## Your assignment
The records follow. Filter them to the lines that hold "pole".

═══ Listed entries

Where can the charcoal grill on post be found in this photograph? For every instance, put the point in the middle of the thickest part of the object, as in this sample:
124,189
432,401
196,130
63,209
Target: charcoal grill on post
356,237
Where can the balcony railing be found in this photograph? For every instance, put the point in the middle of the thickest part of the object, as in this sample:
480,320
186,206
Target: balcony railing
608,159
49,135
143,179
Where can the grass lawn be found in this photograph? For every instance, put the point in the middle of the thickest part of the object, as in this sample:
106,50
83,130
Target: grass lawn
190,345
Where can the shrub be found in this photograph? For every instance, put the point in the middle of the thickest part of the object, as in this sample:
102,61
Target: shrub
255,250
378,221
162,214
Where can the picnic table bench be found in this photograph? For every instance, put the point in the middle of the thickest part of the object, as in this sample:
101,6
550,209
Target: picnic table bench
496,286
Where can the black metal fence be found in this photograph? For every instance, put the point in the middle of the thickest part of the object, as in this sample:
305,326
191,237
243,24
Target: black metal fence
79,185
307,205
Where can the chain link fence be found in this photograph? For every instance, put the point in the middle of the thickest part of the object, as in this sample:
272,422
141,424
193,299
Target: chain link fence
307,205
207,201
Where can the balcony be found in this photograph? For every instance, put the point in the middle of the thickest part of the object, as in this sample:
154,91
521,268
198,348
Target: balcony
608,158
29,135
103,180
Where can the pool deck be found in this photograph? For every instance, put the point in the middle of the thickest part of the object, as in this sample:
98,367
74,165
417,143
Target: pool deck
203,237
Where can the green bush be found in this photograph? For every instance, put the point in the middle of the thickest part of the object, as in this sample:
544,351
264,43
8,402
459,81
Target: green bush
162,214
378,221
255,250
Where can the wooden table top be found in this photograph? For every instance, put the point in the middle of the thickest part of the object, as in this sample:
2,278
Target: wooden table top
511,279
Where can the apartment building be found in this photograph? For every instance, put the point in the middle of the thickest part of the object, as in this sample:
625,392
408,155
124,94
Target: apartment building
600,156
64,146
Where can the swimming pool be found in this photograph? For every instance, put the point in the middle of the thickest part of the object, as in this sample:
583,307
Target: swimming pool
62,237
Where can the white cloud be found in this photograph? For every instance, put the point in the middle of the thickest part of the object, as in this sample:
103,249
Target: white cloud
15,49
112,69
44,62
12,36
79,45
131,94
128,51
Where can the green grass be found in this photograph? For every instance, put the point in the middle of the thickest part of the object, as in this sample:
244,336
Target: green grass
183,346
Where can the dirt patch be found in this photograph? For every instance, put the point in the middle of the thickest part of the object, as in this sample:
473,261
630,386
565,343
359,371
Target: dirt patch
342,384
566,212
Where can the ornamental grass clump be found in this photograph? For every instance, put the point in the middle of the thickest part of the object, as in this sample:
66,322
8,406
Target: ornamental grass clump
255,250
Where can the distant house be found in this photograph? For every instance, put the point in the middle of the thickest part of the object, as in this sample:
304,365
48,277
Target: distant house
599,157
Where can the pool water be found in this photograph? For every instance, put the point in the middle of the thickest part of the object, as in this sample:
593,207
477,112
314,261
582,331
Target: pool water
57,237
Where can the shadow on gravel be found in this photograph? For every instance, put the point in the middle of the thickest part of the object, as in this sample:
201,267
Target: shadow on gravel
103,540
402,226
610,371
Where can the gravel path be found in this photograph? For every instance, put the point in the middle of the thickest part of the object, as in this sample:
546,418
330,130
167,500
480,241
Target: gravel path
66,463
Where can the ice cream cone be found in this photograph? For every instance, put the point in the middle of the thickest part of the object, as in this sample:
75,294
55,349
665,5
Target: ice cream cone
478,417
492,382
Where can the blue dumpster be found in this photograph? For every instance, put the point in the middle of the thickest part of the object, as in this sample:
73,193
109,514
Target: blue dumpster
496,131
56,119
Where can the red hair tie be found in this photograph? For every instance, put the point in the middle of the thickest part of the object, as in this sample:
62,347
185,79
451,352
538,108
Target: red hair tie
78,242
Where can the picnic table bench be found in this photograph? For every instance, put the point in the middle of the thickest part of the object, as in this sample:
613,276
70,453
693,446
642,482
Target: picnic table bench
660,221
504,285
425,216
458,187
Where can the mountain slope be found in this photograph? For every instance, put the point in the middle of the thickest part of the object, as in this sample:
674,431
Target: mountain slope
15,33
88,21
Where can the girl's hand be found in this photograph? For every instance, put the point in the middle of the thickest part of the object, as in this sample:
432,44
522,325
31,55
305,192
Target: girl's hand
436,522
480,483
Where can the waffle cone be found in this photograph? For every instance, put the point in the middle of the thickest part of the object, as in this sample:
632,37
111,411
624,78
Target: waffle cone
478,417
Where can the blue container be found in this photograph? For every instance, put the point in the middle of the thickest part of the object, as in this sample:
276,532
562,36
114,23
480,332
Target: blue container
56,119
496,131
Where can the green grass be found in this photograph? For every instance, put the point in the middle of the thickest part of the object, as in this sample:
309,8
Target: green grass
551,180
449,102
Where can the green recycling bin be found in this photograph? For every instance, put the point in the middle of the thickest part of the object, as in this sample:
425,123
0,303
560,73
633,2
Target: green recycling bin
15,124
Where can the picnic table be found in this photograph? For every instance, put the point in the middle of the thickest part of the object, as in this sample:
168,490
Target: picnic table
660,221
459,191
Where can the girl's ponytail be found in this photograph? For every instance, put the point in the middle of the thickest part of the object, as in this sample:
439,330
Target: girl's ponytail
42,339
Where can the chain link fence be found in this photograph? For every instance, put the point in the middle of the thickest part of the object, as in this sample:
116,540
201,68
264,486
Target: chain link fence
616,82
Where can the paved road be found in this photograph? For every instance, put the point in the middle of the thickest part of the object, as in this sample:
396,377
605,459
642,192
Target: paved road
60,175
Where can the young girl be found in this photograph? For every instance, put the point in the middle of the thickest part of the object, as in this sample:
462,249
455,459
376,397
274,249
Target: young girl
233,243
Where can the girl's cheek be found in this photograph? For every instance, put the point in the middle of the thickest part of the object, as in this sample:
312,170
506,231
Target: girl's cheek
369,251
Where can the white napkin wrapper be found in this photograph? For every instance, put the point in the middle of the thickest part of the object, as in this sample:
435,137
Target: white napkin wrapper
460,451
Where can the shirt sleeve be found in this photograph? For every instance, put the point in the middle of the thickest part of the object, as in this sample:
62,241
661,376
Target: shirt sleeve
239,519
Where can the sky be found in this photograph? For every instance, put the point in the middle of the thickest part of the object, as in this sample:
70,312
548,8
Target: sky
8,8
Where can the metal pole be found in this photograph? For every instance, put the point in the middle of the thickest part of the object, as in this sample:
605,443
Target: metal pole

══════

## Task result
Where can the metal pole be found in this photograph? For every instance, put the point in the middle of the thickest part of the object, as in this sample:
Target: metal pole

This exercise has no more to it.